Natural language region descriptions
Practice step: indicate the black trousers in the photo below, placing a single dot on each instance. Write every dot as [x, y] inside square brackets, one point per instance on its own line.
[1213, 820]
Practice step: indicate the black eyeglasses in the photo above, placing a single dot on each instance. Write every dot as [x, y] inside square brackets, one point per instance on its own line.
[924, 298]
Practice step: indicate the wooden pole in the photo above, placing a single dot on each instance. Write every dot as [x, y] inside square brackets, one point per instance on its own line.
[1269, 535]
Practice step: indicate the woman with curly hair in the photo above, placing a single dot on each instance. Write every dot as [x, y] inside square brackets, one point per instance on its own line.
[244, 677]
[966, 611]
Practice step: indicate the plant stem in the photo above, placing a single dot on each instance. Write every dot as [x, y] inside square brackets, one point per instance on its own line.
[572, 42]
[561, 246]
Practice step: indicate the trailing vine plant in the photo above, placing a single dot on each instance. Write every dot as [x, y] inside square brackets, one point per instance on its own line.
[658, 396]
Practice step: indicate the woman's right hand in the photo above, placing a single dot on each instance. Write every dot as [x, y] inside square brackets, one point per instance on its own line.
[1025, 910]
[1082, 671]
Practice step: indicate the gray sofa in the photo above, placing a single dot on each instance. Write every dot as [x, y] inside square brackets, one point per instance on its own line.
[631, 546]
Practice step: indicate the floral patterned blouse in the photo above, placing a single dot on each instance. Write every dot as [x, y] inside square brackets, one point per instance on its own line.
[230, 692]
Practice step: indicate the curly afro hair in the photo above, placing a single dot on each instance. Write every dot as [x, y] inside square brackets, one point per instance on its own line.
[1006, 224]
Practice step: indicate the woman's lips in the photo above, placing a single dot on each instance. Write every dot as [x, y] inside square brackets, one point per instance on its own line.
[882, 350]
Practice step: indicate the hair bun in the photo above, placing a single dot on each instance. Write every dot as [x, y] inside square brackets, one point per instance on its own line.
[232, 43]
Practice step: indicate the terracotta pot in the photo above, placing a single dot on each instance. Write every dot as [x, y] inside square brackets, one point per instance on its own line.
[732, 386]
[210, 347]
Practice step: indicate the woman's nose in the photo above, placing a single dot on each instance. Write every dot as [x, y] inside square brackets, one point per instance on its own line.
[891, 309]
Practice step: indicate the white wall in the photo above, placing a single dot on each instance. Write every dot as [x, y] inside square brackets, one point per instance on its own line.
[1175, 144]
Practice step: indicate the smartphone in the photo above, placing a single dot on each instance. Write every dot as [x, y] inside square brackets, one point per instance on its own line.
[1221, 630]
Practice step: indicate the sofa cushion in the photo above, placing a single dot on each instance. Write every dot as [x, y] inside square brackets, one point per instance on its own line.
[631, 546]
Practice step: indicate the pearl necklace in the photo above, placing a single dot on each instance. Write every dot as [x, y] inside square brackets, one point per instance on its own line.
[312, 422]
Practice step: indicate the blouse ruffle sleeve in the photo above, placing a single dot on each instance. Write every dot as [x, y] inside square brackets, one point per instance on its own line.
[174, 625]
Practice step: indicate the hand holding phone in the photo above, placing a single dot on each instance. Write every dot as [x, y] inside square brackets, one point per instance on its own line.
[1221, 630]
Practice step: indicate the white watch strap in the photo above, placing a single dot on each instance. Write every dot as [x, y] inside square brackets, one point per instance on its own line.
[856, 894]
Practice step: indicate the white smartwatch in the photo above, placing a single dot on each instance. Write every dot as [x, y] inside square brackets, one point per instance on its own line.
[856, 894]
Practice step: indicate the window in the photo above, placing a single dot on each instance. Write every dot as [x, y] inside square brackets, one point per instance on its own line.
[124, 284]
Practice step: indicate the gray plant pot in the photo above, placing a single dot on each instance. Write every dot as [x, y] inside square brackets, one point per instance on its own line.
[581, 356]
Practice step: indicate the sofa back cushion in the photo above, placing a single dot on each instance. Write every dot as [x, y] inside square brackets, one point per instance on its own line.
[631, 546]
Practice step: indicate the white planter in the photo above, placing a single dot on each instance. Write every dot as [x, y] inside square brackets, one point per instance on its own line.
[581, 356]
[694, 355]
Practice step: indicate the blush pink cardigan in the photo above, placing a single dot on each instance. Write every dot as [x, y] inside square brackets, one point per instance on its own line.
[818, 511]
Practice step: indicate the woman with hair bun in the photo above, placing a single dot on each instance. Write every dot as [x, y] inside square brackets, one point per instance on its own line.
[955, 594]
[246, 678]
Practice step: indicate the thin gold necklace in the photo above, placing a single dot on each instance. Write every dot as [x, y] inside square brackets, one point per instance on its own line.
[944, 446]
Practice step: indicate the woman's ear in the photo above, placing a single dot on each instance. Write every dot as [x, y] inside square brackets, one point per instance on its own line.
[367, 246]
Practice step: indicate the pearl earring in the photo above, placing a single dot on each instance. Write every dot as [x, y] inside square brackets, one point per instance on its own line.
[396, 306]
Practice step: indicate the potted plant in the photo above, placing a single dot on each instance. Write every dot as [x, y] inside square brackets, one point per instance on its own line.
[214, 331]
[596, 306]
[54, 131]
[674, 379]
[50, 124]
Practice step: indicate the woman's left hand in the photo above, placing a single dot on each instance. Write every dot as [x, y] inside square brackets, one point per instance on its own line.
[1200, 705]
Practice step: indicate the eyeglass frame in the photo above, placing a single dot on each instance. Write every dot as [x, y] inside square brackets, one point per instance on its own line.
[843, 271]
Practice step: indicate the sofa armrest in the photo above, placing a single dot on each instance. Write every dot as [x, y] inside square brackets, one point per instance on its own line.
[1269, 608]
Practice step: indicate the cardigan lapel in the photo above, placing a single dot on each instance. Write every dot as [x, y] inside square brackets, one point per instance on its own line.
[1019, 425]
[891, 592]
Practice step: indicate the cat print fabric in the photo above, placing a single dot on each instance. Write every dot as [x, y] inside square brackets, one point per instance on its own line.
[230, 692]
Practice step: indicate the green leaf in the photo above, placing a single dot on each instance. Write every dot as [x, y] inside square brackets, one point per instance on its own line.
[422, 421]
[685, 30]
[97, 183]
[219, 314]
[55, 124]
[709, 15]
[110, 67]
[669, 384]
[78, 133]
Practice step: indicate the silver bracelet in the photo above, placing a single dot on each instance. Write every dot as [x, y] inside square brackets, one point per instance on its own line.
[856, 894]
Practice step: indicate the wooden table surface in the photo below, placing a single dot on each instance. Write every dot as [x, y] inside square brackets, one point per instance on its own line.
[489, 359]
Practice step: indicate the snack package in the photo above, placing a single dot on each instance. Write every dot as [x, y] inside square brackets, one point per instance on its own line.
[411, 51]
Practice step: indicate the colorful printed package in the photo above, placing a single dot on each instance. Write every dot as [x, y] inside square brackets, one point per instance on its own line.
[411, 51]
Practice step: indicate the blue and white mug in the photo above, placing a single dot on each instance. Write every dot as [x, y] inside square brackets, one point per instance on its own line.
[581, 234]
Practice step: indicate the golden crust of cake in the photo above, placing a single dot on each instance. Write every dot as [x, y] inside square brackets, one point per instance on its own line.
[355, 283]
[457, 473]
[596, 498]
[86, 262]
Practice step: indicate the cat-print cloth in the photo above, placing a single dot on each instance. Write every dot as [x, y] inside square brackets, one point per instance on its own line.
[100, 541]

EXERCISE REQUIREMENTS:
Exact repetition is required: return every record shown above.

SOLUTION:
Practice step: indicate the black trousers in the photo below, placing a single dot on each instance. Write every dot as [x, y] inside square brackets, one point per instance on its own line.
[1213, 820]
Practice step: indicate the black eyeglasses in the photo above, placing a single dot on each instance. Write every dot as [x, y] inside square brackets, one point per instance on its own line.
[924, 298]
Practice step: indicate the wooden pole in the photo above, placing a single dot on each instance. Write every dot as [x, y] inside square brackets, one point per instance on its own line.
[1269, 535]
Practice step: indicate the woman with curly hair in the photo above, placing a single dot on each instance. Write every dot as [x, y] inside square brackets, one point per instance on its own line.
[244, 677]
[966, 611]
Practice step: indicate the plant stem in the photo above, placing a single dot on each instance. Write every dot as [x, y] inside square brackets, one point per instance on its own line.
[572, 42]
[561, 246]
Practice step: indicate the trailing vine plant in the photo above, placing a single dot on each instance. Write every dot as [x, y] inside square brackets, one point per instance on its own line.
[658, 396]
Practice step: indicate the woman's right hand in the photo above, placing a single dot on each instance. Write every dot as [x, y] inside square brackets, one point per instance on its own line.
[1025, 910]
[1082, 671]
Practice step: indicate the gray sofa in the photo above, placing a single dot on each instance. Write every dot as [x, y] inside square brackets, one point per instance on its own line.
[631, 546]
Practice step: indicate the floral patterned blouse in the photo above, placing a single dot on each instance. Write every dot as [x, y] inside square brackets, one point per instance on its own line.
[230, 692]
Practice step: indicate the curly afro hair in the photo above, placing a single dot on each instance. Write every dot as [x, y] inside square brackets, one point per instance on its own line.
[1006, 224]
Practice step: indicate the woman's lips in the photo above, placing a single dot on each instance. Write every dot as [x, y] inside square brackets, one point per instance on its own line.
[882, 350]
Practice step: indicate the hair bun in the photo above, placing a single dot on each instance. Write every dot as [x, y] inside square brackets, one point per instance on its own line.
[232, 43]
Practice step: indicate the terracotta pot in the photo above, placing a single dot on each instance. Write every dot as [x, y] inside square brackets, one point per instance on its own line.
[732, 386]
[210, 347]
Practice step: indicate the woman's nose in the photo above, placing a single dot on each instance. Write every dot as [x, y] inside square brackets, one point per instance on its own line.
[891, 309]
Practice step: indicate the white wall in the photo above, placing a single dot on each instance. Write every dot as [x, y] inside square brackets, one point per instance on its own line.
[1175, 144]
Practice step: indicate the smartphone in the photo above, placing a single dot on each instance. Write every dot as [x, y] inside square brackets, one point per instance on its own line.
[1221, 630]
Practice step: indicate the sofa cushion in the photo above, placing a single dot on each instance. Write every dot as [x, y] inside square brackets, one point per instance on its own line.
[631, 546]
Practice step: indicate the pearl necklace in the photo above, placing a single dot on each instance. Write every dot as [x, y] inside square brackets, one point per instance on its own line.
[312, 422]
Practice step: indicate the blouse ruffle sleeve in the photo above, placing a single dot on each instance. Write every dot as [x, y] inside square brackets, one point per instance on its own line.
[174, 625]
Practice step: indicate the hand holding phone in the photo above, placing a single dot on each instance. Write every dot as [x, y] inside square brackets, one point per instance on its own line.
[1221, 630]
Practice step: indicate the white watch strap in the photo above, placing a single dot on each instance. Write every dot as [x, y] inside square brackets, one point per instance on its own line.
[856, 894]
Practice step: indicate the white smartwatch in the photo above, placing a single dot on each instance. Write every dot as [x, y] inside square brackets, one point per instance on its own line.
[856, 894]
Practice step: indicate the window in the photo above, placing a single dot on each instance. Write every dot as [x, y] inside square brackets, one point per instance on its own line.
[124, 284]
Practice step: indicate the gray plant pot in the photo above, placing a single dot on each instance. Write every dot as [x, y] inside square brackets, one point per instance on its own line.
[581, 356]
Practice step: indicate the sofa back cushion in the photo above, placing a single dot on each instance. Write every dot as [x, y] inside square brackets, one point per instance on its own line.
[631, 546]
Practice step: indicate the white planter in the photo above, placing a single dot on each instance. Write every dot as [x, y] inside square brackets, one point per instance on its own line.
[581, 356]
[694, 355]
Practice step: indicate the blush pink cardigan in the photo above, placing a single dot on each instance. Write every dot as [x, y] inside square brackets, one point per instance on its own line.
[818, 511]
Practice step: indicate the woman with hair bun in the photo above, placing a single dot on each instance. Write every dot as [x, y] inside square brackets, one point per instance on its own line.
[955, 594]
[246, 678]
Practice step: indicate the thin gold necklace in the photo above, placing a single dot on each instance. Write every dot as [x, y] inside square brackets, one point per instance on its own line.
[944, 446]
Practice step: indicate the woman's ear in the photo above, placing a single dot on each instance. Write every dot as [x, y] inside square brackets, one point per instance on its own line.
[367, 246]
Practice step: indicate the pearl earring in the photo above, placing a single dot on each instance. Write every dot as [x, y] inside square brackets, one point per instance on its own line.
[396, 306]
Practice step: indicate the potted plant in the photo above, placing a single dot on each instance. Write every dot as [x, y] inside square brackets, one point per instance on its own line.
[214, 331]
[596, 306]
[54, 131]
[674, 379]
[50, 124]
Practice step: indicate the woman's left hand in the photo above, placing a single dot on each instance. Write every dot as [x, y] inside square brackets, one point per instance on its own line.
[1200, 705]
Practice step: indicate the eyeglass frame in the photo above, placing a single dot on each instance. Write every dot as [x, y] inside square brackets, one point per instance on its own line.
[843, 271]
Practice step: indicate the sofa armrest in the photo above, placing a single dot on each instance. Write every dot as [x, y] inside square brackets, one point per instance on its own line.
[1269, 608]
Practice step: indicate the cardigan lapel in the photo above, placing a single dot on each instance. Write every dot as [x, y] inside square brackets, one point per instance on its own line.
[1019, 425]
[891, 592]
Practice step: indicate the cat print fabric in the photo above, placing a single dot on each instance. Write every dot as [x, y] inside square brackets, one point per instance on its own line.
[230, 692]
Practice step: indicate the green leaf in the photo above, placing a single dot on each instance. Write every dot as [x, y] inside square brackets, one point per instance on its own line.
[422, 421]
[685, 30]
[97, 183]
[219, 314]
[55, 124]
[709, 15]
[110, 67]
[669, 384]
[78, 133]
Practice step: indicate the silver bracelet in the photo above, placing a single dot on each instance. Write every dot as [x, y] inside square brackets, one point per instance on its own line.
[856, 894]
Practice step: indicate the wooden table surface in the photo below, placing a single dot on each instance. Write every dot as [x, y] inside square brackets, one point per instance on its own line.
[489, 359]
Practice step: indicate the snack package in the photo above, placing a single dot on each instance. Write every dot as [x, y] inside square brackets, one point per instance on its own line.
[411, 51]
Practice step: indicate the colorful printed package in the photo above, placing a single dot on each instance. Write every dot as [x, y] inside square brackets, one point per instance on its own line.
[411, 51]
Practice step: indicate the blue and white mug in the photo above, placing a single dot on each instance. Write every dot as [x, y] inside square brackets, one point per instance on its own line.
[581, 234]
Practice step: indicate the golden crust of cake in the photo above, placing a single dot on each instance. Write every dot as [x, y] inside square brackets, one point per instance on its own line.
[355, 283]
[457, 473]
[596, 498]
[86, 262]
Practice step: indicate the cat-print cloth in the photo above, placing a single dot on each instance. Write every dot as [x, y] inside square brackets, one point per instance on its own line.
[100, 541]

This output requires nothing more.